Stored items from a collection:
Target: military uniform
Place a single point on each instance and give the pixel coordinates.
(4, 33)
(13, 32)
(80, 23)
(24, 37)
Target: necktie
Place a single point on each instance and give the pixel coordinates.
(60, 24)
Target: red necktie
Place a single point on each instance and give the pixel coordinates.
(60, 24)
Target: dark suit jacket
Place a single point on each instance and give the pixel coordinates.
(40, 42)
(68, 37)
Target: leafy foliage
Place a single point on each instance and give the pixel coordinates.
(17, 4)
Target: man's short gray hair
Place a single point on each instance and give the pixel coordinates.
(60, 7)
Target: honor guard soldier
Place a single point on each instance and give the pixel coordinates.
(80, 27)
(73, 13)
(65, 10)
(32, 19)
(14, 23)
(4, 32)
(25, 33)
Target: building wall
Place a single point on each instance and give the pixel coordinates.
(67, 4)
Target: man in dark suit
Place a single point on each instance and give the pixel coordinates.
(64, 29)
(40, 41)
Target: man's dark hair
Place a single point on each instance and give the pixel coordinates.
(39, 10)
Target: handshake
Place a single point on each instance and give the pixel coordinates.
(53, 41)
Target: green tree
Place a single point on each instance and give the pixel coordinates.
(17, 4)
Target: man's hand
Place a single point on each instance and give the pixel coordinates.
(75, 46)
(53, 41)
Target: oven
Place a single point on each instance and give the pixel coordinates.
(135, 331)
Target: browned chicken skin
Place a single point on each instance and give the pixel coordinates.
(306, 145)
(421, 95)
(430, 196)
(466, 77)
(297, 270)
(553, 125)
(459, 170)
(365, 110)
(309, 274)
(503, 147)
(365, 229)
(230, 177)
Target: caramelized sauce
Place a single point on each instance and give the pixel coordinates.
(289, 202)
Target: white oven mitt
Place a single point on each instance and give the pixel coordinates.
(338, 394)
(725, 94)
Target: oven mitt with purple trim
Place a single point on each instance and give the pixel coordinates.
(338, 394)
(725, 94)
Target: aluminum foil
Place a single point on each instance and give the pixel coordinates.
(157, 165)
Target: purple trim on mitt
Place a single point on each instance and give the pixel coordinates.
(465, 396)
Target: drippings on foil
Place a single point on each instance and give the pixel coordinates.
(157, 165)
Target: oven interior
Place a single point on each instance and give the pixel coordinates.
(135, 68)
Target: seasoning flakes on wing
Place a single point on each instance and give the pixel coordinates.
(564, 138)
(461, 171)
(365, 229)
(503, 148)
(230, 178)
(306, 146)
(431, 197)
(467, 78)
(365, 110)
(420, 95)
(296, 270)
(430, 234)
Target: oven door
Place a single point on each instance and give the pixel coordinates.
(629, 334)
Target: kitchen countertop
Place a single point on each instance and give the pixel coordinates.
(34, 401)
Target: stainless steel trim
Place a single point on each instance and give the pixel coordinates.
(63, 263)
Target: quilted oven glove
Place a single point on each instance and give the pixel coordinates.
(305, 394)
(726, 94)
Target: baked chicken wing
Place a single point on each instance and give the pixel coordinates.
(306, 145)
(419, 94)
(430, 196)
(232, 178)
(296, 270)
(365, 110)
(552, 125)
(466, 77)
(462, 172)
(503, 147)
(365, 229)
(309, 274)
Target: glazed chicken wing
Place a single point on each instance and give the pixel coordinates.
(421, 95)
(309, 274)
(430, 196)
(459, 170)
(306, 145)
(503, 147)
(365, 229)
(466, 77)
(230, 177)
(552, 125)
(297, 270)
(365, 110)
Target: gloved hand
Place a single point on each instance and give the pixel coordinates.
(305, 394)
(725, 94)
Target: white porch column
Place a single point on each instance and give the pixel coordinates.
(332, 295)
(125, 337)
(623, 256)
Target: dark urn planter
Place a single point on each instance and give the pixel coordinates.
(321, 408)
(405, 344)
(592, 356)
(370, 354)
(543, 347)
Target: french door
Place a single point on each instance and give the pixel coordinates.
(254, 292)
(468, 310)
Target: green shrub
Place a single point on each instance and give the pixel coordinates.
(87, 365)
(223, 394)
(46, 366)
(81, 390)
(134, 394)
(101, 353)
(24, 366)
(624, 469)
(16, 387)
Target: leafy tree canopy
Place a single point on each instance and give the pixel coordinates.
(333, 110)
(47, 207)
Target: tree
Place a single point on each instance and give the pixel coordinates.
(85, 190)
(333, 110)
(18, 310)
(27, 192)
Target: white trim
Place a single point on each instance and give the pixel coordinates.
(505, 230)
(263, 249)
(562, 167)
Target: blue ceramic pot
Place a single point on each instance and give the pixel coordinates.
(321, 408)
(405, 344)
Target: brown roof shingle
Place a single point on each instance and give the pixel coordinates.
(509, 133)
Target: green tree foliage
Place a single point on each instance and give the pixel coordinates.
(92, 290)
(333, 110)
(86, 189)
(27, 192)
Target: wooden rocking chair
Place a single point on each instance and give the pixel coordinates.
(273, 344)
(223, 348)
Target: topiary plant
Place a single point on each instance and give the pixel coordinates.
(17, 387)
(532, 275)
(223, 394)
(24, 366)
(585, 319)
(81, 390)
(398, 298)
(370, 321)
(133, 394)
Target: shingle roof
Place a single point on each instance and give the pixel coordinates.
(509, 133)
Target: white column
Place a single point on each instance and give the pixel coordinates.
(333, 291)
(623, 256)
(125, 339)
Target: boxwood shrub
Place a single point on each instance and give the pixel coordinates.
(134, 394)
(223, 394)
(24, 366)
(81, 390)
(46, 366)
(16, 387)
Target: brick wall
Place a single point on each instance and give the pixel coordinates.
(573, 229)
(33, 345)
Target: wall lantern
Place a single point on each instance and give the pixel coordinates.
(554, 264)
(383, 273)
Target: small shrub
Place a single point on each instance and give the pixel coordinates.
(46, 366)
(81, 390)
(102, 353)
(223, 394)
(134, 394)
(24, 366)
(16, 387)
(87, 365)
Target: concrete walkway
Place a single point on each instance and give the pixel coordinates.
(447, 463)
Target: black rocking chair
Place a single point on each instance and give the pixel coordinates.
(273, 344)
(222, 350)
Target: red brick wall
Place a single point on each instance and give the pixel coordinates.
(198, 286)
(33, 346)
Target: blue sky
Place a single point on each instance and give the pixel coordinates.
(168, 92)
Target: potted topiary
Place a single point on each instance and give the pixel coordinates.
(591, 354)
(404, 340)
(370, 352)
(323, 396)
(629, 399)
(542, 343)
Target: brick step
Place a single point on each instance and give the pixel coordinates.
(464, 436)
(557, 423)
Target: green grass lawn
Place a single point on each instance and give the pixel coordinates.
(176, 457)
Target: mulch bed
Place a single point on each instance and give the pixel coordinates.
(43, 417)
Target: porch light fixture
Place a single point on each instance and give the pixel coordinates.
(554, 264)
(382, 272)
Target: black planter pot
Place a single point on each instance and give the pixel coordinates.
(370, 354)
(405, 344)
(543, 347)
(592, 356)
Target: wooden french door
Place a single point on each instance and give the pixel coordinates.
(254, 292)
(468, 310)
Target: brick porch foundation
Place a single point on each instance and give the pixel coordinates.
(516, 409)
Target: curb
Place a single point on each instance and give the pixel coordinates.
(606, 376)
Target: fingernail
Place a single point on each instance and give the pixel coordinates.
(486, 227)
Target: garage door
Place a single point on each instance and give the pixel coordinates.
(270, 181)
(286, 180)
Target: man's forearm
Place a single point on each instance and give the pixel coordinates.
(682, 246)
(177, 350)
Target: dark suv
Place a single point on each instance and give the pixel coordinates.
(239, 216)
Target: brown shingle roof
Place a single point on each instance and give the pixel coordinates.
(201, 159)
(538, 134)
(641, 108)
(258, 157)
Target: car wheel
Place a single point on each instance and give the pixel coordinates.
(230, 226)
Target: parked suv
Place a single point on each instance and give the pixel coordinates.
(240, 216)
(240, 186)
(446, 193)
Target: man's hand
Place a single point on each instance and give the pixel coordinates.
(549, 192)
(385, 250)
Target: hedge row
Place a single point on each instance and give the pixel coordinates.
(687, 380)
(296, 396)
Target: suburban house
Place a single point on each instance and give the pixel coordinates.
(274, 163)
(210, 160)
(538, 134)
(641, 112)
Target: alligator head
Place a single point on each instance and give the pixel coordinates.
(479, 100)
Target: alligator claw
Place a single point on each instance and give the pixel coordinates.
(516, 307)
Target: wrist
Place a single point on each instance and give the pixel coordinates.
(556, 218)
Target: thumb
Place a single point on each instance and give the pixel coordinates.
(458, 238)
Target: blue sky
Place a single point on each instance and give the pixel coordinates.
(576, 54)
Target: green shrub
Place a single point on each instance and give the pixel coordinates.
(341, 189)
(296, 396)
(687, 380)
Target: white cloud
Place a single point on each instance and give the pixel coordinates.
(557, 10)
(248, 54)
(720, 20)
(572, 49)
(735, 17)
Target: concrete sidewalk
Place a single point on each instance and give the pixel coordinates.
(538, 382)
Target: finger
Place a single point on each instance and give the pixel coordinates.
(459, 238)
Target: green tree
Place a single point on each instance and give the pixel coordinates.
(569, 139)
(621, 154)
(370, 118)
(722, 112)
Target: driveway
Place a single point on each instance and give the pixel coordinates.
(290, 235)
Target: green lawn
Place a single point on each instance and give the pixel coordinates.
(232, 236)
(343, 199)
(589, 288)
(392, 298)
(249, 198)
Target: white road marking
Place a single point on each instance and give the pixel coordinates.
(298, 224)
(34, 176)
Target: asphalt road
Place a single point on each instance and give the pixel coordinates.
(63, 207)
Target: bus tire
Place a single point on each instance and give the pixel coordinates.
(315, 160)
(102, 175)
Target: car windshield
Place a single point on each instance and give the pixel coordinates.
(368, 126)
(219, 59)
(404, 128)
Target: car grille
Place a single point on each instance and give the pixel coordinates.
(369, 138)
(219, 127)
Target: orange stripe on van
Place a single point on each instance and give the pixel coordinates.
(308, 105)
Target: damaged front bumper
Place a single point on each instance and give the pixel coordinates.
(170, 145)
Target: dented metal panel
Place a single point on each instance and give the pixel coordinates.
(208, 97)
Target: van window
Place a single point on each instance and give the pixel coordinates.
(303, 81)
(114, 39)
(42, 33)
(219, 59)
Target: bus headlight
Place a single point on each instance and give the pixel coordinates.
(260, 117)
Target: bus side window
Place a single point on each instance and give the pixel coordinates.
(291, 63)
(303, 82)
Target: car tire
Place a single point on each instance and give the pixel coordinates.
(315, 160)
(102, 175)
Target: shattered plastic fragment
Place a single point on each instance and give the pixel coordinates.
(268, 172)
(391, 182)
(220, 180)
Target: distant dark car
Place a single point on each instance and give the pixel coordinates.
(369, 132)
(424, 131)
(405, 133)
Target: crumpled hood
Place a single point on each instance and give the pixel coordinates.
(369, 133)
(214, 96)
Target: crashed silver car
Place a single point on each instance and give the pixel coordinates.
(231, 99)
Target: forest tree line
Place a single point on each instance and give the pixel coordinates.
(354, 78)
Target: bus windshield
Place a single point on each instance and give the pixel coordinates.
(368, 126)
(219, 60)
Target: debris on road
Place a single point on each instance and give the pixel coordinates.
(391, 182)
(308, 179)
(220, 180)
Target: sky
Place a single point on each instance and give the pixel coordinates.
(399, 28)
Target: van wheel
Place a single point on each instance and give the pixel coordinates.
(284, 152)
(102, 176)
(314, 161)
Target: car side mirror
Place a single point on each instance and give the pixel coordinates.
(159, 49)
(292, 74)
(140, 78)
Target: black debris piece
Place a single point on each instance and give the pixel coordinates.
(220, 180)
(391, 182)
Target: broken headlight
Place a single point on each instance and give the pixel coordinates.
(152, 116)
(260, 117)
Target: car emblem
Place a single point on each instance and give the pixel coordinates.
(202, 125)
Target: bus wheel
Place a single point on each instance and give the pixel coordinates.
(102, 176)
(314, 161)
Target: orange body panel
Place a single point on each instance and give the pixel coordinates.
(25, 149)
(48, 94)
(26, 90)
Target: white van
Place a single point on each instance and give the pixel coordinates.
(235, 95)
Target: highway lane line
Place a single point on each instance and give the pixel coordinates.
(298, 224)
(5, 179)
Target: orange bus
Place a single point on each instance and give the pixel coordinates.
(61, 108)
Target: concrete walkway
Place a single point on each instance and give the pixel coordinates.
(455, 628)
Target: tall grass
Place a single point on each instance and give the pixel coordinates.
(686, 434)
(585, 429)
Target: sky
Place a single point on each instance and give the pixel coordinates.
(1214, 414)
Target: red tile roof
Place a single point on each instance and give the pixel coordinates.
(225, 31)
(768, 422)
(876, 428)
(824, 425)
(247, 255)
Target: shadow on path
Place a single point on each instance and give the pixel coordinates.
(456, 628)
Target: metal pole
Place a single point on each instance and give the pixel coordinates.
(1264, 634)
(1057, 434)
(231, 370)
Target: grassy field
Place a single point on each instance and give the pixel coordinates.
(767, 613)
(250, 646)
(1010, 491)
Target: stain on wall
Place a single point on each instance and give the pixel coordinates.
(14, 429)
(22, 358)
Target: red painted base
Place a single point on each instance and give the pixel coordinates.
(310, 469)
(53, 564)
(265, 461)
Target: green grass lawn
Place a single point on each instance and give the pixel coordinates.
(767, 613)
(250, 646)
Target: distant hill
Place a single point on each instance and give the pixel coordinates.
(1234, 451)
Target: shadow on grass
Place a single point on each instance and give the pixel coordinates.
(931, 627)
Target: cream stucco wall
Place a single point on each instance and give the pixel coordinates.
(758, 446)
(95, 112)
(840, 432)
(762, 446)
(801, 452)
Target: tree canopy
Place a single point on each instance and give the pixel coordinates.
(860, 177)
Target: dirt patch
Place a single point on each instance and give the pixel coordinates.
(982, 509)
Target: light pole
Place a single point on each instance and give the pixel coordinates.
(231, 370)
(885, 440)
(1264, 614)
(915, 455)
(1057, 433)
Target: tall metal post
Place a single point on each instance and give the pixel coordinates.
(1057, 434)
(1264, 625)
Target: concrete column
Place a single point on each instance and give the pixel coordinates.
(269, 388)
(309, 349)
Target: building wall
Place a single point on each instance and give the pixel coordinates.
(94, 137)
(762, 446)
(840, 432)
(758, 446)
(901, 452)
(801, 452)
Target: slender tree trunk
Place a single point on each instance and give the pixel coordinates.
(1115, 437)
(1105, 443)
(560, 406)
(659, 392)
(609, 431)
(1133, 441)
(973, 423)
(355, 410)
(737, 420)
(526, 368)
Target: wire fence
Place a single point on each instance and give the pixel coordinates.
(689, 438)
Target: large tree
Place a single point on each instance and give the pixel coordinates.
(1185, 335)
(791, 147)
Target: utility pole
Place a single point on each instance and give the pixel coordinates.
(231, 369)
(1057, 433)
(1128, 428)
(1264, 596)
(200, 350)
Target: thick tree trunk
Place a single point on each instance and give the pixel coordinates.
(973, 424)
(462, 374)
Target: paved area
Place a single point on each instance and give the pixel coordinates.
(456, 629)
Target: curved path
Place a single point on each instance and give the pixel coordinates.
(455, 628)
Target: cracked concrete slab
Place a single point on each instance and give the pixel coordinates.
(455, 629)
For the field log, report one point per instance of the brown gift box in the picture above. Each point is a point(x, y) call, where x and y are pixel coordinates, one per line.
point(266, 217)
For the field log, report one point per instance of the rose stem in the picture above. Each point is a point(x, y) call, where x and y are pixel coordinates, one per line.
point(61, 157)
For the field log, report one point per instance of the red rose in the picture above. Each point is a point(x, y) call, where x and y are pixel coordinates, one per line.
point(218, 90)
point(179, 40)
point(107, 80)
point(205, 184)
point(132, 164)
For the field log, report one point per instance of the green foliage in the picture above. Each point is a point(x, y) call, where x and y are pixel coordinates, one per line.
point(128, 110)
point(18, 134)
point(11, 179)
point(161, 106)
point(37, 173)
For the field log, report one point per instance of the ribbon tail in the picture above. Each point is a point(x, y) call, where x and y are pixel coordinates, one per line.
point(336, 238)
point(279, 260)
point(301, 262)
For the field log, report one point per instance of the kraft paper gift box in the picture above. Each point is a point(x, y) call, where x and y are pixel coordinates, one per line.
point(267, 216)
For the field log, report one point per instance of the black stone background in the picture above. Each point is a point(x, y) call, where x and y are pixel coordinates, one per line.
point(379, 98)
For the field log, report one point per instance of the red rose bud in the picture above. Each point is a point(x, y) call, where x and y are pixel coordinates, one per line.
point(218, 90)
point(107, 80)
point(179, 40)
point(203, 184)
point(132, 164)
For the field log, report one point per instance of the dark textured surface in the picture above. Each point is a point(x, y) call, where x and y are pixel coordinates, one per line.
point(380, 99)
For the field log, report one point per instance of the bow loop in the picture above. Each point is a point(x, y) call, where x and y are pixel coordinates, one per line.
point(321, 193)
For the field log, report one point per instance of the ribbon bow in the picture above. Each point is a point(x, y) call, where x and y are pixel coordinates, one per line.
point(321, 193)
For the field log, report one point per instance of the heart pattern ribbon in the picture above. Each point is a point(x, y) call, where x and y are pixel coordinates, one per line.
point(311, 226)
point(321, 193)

AIM OF THE EXERCISE: Going through the entries, return every line holding the word "pole".

THE ANSWER:
Target: metal pole
Target: light pole
Target: utility pole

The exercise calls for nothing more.